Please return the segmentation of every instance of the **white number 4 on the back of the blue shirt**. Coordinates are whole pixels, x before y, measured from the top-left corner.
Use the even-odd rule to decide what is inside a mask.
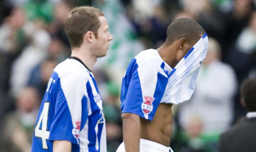
[[[46,140],[49,139],[50,131],[47,131],[47,121],[48,121],[48,112],[49,112],[49,102],[45,102],[43,105],[43,111],[38,120],[37,126],[35,128],[35,136],[42,139],[42,148],[47,150],[48,146]],[[41,129],[39,127],[41,126]]]

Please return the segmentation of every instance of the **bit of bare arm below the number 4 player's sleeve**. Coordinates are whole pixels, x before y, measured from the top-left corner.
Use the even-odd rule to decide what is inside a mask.
[[[53,152],[71,152],[71,142],[67,140],[55,140]]]

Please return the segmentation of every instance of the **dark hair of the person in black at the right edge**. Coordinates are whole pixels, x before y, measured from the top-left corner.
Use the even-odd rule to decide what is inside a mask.
[[[240,87],[241,97],[245,100],[248,111],[256,111],[256,77],[247,78]]]

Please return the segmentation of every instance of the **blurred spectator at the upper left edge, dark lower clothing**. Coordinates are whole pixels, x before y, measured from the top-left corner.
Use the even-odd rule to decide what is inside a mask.
[[[9,90],[10,69],[14,59],[21,53],[33,31],[33,25],[26,22],[25,12],[20,7],[10,7],[0,25],[0,76],[1,88],[6,93]]]

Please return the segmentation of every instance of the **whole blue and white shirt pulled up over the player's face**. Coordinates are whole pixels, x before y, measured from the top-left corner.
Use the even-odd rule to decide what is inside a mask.
[[[122,113],[135,113],[151,121],[159,103],[178,104],[189,100],[207,48],[208,37],[204,34],[174,69],[163,61],[158,51],[140,52],[123,76]]]

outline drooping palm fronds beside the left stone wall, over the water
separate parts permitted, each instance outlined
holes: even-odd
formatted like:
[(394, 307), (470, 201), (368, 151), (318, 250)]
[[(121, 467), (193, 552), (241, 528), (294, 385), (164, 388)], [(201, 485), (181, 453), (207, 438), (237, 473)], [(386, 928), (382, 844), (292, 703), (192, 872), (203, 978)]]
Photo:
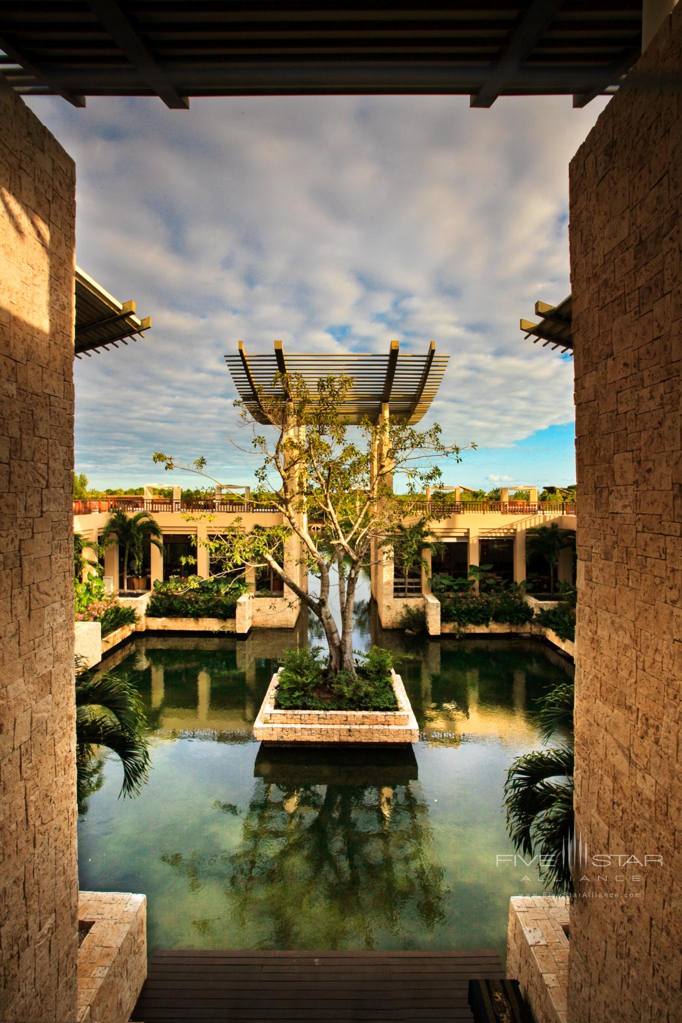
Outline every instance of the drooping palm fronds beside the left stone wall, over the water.
[(95, 747), (106, 746), (123, 764), (122, 796), (140, 791), (149, 770), (142, 701), (131, 681), (115, 671), (95, 674), (76, 659), (76, 767), (79, 812), (101, 785)]

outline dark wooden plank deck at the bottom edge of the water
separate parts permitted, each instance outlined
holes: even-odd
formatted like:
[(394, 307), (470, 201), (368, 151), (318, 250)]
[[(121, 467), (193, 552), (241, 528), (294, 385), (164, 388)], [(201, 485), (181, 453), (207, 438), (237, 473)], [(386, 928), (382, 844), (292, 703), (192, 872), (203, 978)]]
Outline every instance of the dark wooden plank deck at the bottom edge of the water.
[(160, 951), (131, 1020), (471, 1020), (469, 979), (503, 976), (489, 951)]

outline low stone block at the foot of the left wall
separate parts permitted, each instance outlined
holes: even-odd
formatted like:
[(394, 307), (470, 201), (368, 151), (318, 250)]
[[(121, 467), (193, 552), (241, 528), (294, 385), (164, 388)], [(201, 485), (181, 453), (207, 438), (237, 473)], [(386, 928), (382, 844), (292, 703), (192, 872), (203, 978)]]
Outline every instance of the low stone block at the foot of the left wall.
[(147, 900), (81, 892), (90, 930), (78, 952), (78, 1023), (128, 1023), (147, 975)]

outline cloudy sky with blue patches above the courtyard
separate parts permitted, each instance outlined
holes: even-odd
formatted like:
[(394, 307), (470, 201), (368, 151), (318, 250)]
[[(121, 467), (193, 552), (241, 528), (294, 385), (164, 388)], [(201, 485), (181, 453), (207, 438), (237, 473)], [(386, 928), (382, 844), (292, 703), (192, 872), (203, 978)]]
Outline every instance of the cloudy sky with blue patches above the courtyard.
[[(569, 161), (607, 100), (57, 98), (30, 105), (77, 165), (77, 262), (134, 299), (137, 344), (76, 360), (76, 470), (172, 480), (154, 450), (253, 484), (224, 355), (425, 353), (450, 362), (423, 426), (466, 450), (444, 481), (575, 482), (573, 364), (519, 317), (570, 292)], [(177, 474), (176, 474), (177, 475)]]

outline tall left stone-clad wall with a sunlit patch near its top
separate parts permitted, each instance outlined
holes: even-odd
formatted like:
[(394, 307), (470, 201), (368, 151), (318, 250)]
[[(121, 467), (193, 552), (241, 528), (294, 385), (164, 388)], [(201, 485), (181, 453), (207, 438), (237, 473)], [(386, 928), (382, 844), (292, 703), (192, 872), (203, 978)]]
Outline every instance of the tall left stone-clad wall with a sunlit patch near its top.
[(0, 81), (0, 1020), (77, 1015), (75, 167)]

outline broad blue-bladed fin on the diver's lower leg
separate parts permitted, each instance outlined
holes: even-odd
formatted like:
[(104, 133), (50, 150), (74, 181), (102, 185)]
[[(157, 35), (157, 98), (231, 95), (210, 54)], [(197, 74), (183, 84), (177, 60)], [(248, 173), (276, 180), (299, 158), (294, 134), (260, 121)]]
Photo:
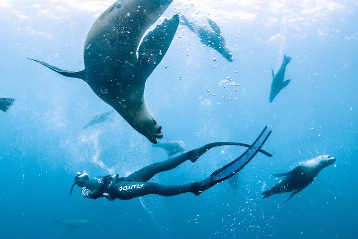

━━━

REQUIRED ACTION: Where does the string "segmentation" appear in the records above? Return every line that holds it.

EXPECTED ANSWER:
Please return the segmentation of every instance of the **white number 4 on the back of the blue shirt**. Coordinates are whole pixels, x before y, measured from the top-left corner.
Please return the segmentation of every instance of the **bit of bare arm below the number 4 player's sleeve**. Coordinates are whole pixels, x before y, measured from the top-left corner.
Please return the segmentation of every instance of the **dark hair of the person in black at the right edge**. Coordinates are whole pixels, x before y, measured from the top-left corner.
Please return the segmentation of every instance of the **blurred spectator at the upper left edge, dark lower clothing**. Coordinates are whole pixels, x before y, measured from the top-left corner.
Please return the segmentation of every instance of the **whole blue and white shirt pulled up over the player's face**. Coordinates are whole pixels, x before y, measured from the top-left corner.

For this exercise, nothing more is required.